* Tasks:
a: Decide whether each statement agrees with the article on nursing burnout: (i) Viv had worked at the same LTC for eight-and-a-half years. (ii) Viv gave notice before leaving her job. (iii) Viv is upset about the whole episode. Answer yes or no for each, quoting the words of the article that decide it.
b: From the article on nursing burnout, extract the text between "Ten Ways To" and "from her feet.", inclusive.
c: In the article on nursing burnout, what did Viv tell the DNS when she quit?

BEGIN Passage shown

Ten Ways To Know You're Burning Out

Here's a primer on how to recognize nursing burnout......BEFORE it destroys your career and lands you in the booby hatch. Nurses Stress 101 Article

Here's something a little different from the writer who usually brings you the funny top-10 lists.

Recently, a good friend of mine I'll call "Viv"---an LPN who's worked at the same LTC for eight-and-a-half years---suddenly up and quit her job. Without notice. Just went to work one morning, told the DNS, "I'm done", handed in a hastily scribbled resignation letter, and shook the dust of the place from her feet.

Not surprisingly, Viv is having trouble finding a new job, even though she's one of the best nurses I know and would hire in a New York minute if I had a position for an LPN. Quitting a nursing job without notice, especially in this economy, is a cardinal sin for which I fear she may pay a terrible price. Yet she is oddly calm about the entire episode, because, as she says, "there are worse things than being unemployed.....like going on the way I was."

END Passage shown
BEGIN Listed entries

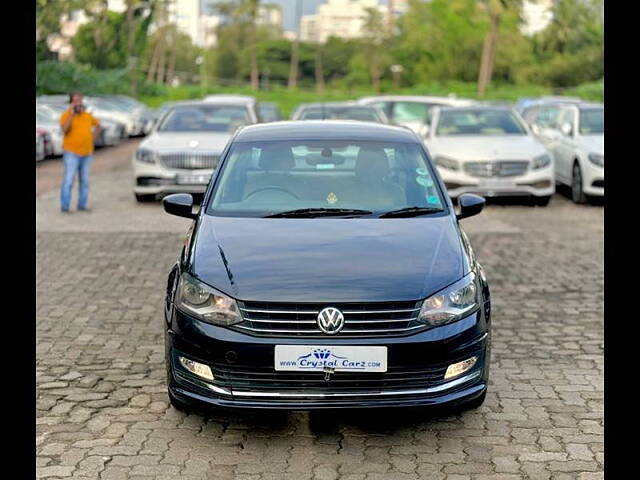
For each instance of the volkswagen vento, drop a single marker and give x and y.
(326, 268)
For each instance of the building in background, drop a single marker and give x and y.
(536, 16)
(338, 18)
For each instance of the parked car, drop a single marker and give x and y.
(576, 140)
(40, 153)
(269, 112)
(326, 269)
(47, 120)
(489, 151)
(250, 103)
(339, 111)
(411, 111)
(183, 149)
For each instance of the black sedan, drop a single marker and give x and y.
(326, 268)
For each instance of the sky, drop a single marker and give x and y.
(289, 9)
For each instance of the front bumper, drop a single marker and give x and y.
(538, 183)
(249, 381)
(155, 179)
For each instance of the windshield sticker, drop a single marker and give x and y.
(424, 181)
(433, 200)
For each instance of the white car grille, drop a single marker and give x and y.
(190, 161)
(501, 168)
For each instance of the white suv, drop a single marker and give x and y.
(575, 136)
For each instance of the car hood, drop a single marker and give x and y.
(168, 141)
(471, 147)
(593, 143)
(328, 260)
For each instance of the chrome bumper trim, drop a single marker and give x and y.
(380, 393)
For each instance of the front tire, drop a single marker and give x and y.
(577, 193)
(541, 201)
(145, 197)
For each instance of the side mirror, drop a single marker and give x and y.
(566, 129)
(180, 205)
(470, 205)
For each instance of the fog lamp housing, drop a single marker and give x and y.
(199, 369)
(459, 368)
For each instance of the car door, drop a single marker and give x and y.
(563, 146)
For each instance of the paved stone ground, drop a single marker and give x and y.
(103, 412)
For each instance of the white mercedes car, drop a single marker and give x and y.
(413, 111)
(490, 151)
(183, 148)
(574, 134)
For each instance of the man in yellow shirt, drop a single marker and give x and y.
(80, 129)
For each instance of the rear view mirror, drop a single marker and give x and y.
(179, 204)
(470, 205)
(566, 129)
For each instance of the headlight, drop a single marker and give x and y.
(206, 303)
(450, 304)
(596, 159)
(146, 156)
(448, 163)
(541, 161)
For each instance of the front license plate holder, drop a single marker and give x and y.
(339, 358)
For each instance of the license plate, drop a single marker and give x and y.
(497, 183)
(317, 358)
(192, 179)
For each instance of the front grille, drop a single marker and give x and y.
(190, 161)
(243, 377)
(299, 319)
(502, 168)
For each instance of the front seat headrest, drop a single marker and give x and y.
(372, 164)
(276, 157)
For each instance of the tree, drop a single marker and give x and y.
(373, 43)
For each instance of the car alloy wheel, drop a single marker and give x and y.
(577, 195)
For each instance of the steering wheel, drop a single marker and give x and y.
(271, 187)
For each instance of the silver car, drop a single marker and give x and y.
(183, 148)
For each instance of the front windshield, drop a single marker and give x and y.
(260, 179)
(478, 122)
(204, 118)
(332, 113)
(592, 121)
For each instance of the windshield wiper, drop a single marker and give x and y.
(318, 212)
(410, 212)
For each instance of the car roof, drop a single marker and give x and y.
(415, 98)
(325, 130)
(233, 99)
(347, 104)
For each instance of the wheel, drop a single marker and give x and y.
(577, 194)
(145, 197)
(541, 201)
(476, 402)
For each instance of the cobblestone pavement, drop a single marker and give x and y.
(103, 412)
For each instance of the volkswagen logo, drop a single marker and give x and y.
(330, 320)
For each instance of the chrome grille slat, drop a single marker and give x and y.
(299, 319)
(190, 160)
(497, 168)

END Listed entries

* Answers by item:
a:
(i) Yes: "an LPN who's worked at the same LTC for eight-and-a-half years"
(ii) No: "suddenly up and quit her job. Without notice."
(iii) No: "she is oddly calm about the entire episode"

b:
Ten Ways To Know You're Burning Out

Here's a primer on how to recognize nursing burnout......BEFORE it destroys your career and lands you in the booby hatch. Nurses Stress 101 Article

Here's something a little different from the writer who usually brings you the funny top-10 lists.

Recently, a good friend of mine I'll call "Viv"---an LPN who's worked at the same LTC for eight-and-a-half years---suddenly up and quit her job. Without notice. Just went to work one morning, told the DNS, "I'm done", handed in a hastily scribbled resignation letter, and shook the dust of the place from her feet.

c: "I'm done"